◆ **Excerpt to read**
⟨
Background information
- Born: Louis Stanislas Renoult 29 May 1972 (age 54)
- Origin: France
- Genres: Pop music
- Occupations: Singer, songwriter
- Years active: 2000–present
- Labels: Polydor, Universal Music
- Member of: Circus
- Website: Official site

= Stanislas (singer) =

Louis Stanislas Renoult (born 29 May 1972), just known as Stanislas, is a French singer. After several musical collaborations since 2000, he met success in 2008 with his first solo album L'Équilibre instable.

==Biography==
He was born in Fontainebleau, Seine-et-Marne, the son of François Renoult, a musician who had worked with Antoine, notably on the song "Je l'appelle Canelle".

Stanislas entered the Conducting program at the École Normale de Musique de Paris when he was 19. Three years later, he left the school with honors and became the assistant of musical director of the Orchestra of Massy Dominique Rouits where he regularly continues to direct classical works. He also composed, works on arrangements and produced many pop singles for artists such as Daniel Lévi, Calogero (with whom he recorded a duet), Charles Aznavour, Maurane, Kool Shen, Céline Dion.

In 2000, Stanislas formed with Gioacchino (Calogero's brother) the band Pure Orchestra and signed with Atletico Records, the label of Pascal Obispo. Their first single "U&I" was aired on radio in summer 2001 and the album Singing' dog was released in February 2002. In 2004, Stanislas began to write his first solo album and decided to start a new collaboration with his brother Thibaud. They recorded Thibaud's first studio album, entitled Les Pas perdus, then Stanislas' debut album L'Équilibre instable released in late 2007 (Polydor/Universal). His first single "Le Manège" achieved success in France. It was followed by "La Belle de Mai", then by "La débâcle des sentiments", a duet with Calogero.
⟩
◆ **Recorded information**
⟨
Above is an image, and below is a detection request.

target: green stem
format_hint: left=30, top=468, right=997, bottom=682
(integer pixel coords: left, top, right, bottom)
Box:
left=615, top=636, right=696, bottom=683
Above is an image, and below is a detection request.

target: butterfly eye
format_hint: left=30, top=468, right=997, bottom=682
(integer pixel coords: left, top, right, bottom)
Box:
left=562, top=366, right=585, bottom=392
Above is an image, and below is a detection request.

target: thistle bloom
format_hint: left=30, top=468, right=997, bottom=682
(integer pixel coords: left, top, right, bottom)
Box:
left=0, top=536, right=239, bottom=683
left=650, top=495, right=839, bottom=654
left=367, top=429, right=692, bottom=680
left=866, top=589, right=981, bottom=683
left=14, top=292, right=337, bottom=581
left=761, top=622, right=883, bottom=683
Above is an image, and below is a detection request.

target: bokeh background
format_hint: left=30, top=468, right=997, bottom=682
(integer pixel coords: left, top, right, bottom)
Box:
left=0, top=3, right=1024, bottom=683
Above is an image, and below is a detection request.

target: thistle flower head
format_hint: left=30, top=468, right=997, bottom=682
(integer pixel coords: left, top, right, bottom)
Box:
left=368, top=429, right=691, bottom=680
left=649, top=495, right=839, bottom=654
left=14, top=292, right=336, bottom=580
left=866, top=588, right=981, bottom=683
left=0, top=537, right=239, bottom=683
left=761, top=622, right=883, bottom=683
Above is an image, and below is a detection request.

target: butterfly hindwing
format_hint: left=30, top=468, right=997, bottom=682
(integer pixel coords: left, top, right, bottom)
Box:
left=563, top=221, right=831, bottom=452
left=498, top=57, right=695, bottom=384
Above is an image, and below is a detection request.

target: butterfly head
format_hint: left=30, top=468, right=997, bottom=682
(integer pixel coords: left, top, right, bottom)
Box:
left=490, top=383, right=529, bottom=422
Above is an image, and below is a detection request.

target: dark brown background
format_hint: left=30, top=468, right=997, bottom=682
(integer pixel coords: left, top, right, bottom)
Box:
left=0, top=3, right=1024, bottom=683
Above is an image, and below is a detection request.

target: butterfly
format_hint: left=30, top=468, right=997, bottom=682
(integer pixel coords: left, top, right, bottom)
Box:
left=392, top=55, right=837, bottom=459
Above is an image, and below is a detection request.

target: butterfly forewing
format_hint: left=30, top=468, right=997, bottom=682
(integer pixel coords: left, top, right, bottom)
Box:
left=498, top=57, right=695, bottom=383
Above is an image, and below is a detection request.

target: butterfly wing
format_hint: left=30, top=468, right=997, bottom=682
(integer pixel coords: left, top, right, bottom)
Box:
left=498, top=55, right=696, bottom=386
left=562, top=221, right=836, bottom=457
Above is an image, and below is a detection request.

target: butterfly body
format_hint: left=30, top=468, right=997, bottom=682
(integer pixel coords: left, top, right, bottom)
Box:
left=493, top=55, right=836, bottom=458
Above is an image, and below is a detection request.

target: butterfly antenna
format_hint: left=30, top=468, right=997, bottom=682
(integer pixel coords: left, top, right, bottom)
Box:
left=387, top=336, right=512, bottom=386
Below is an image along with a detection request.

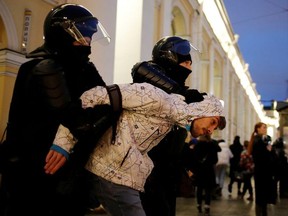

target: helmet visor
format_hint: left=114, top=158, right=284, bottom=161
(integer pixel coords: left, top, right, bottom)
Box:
left=91, top=21, right=111, bottom=45
left=171, top=40, right=199, bottom=55
left=64, top=17, right=110, bottom=45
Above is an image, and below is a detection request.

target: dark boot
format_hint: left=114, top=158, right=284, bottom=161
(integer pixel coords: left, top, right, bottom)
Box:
left=204, top=206, right=210, bottom=216
left=197, top=205, right=202, bottom=213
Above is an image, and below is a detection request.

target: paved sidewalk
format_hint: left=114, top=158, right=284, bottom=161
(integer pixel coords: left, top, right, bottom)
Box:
left=87, top=177, right=288, bottom=216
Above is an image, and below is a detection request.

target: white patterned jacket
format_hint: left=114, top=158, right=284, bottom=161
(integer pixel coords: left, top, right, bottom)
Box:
left=54, top=83, right=223, bottom=191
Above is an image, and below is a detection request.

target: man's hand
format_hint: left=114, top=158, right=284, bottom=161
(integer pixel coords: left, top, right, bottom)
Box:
left=44, top=150, right=67, bottom=174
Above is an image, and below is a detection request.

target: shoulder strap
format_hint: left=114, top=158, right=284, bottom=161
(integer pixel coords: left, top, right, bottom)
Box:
left=106, top=84, right=122, bottom=144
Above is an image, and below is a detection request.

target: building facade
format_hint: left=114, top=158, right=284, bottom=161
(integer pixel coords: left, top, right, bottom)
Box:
left=0, top=0, right=279, bottom=143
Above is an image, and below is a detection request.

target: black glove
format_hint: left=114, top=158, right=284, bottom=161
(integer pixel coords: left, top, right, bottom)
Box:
left=184, top=89, right=207, bottom=103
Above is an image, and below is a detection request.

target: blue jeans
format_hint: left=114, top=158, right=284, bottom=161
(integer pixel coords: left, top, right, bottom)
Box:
left=89, top=173, right=146, bottom=216
left=215, top=164, right=228, bottom=188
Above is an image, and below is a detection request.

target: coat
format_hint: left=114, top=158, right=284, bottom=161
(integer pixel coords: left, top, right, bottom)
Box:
left=54, top=83, right=223, bottom=191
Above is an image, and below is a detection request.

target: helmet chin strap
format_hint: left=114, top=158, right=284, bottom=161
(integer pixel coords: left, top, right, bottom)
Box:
left=59, top=20, right=90, bottom=46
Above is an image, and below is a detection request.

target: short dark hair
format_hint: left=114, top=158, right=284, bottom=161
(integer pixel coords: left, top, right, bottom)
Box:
left=218, top=116, right=226, bottom=130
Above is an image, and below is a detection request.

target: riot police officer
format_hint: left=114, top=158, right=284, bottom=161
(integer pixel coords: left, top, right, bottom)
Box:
left=132, top=36, right=203, bottom=216
left=2, top=4, right=110, bottom=216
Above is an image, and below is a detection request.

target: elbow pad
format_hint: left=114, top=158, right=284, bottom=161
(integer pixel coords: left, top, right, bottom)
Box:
left=131, top=61, right=180, bottom=93
left=33, top=59, right=71, bottom=109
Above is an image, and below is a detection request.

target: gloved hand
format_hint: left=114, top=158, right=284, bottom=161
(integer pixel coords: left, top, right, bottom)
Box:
left=184, top=89, right=207, bottom=103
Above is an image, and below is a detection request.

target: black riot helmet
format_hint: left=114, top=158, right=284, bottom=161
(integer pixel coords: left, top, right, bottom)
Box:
left=44, top=3, right=110, bottom=51
left=152, top=36, right=198, bottom=87
left=152, top=36, right=197, bottom=65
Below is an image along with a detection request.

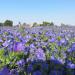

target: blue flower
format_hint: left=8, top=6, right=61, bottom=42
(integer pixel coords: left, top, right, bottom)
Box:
left=0, top=67, right=10, bottom=75
left=35, top=48, right=46, bottom=61
left=14, top=42, right=24, bottom=51
left=33, top=70, right=42, bottom=75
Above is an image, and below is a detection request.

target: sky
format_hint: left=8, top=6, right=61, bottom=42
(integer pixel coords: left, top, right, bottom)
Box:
left=0, top=0, right=75, bottom=25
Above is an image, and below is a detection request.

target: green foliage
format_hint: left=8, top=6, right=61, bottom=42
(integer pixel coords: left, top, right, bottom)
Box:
left=0, top=50, right=24, bottom=69
left=0, top=23, right=3, bottom=26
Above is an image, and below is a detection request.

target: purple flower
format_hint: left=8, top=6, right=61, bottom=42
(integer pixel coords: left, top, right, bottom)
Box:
left=35, top=48, right=46, bottom=61
left=2, top=41, right=9, bottom=47
left=10, top=69, right=19, bottom=75
left=14, top=42, right=24, bottom=51
left=0, top=67, right=10, bottom=75
left=67, top=62, right=75, bottom=69
left=16, top=59, right=25, bottom=65
left=49, top=70, right=63, bottom=75
left=33, top=70, right=42, bottom=75
left=27, top=64, right=33, bottom=73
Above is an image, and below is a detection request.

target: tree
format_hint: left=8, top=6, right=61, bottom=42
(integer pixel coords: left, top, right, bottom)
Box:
left=4, top=20, right=13, bottom=26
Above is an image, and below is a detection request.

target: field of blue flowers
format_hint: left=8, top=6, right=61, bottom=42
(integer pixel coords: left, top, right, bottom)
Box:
left=0, top=26, right=75, bottom=75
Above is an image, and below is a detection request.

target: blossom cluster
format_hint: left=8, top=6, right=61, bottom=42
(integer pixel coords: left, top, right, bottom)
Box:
left=0, top=27, right=75, bottom=75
⟩
◆ **Requests**
(1) In the Stanislas biography, how old was he when he entered the Conducting program at the École Normale de Musique de Paris?
(2) Using the Stanislas biography, explain what brought Stanislas success in 2008.
(3) Continue the Stanislas biography after its last sentence.
The items play no part in what comes next.

◆ **Answers per task**
(1) He was 19.

(2) He met success with his first solo album, L'Équilibre instable, which was released in late 2007. Its first single, "Le Manège," achieved success in France.

(3)
After a great success of his two concerts at the Alambra of Paris in March 2008, Stanislas was on stage in France and Belgium in November and December 2008 (Massy, Lille, Nantes, Tours, the Olympia of Paris, Ludres, Aix-en-Provence, Toulouse, Bordeaux, Troyes, Brussels, Sanary, Lyon).

He revealed that he first wanted to participate as a contestant in the French version of Star Academy. A fourth single off the album was released, "Les lignes de ma main" in March 2009.

Stanislas was nominated at the 2009 NRJ Music Awards in the categories 'French group/duet of the year' and 'Music video of the year' for his single "La débâcle des sentiments", but did not win.

==Discography==

===Albums===

| Year | Album | Information | Charts |  |
| FR | BEL (WA) |
| 2007 | L'Équilibre instable | First studio album Date of release : 19 Novembre 2007 | 10 | 8 |
| 2010 | Les Carnets de la vigie | Second studio album Date of release : 4 January 2010 | 36 | 19 |
| 2011 | Top hat | Universal France Date of release : 27 September 2011 | 177 | 93 |
| 2014 | Ma solitude | Universal France Date of release : 28 April 2014 | 58 | 55 |

===Singles===

Year: Single; Charts; Album
FR: FR (DL); BEL (WA)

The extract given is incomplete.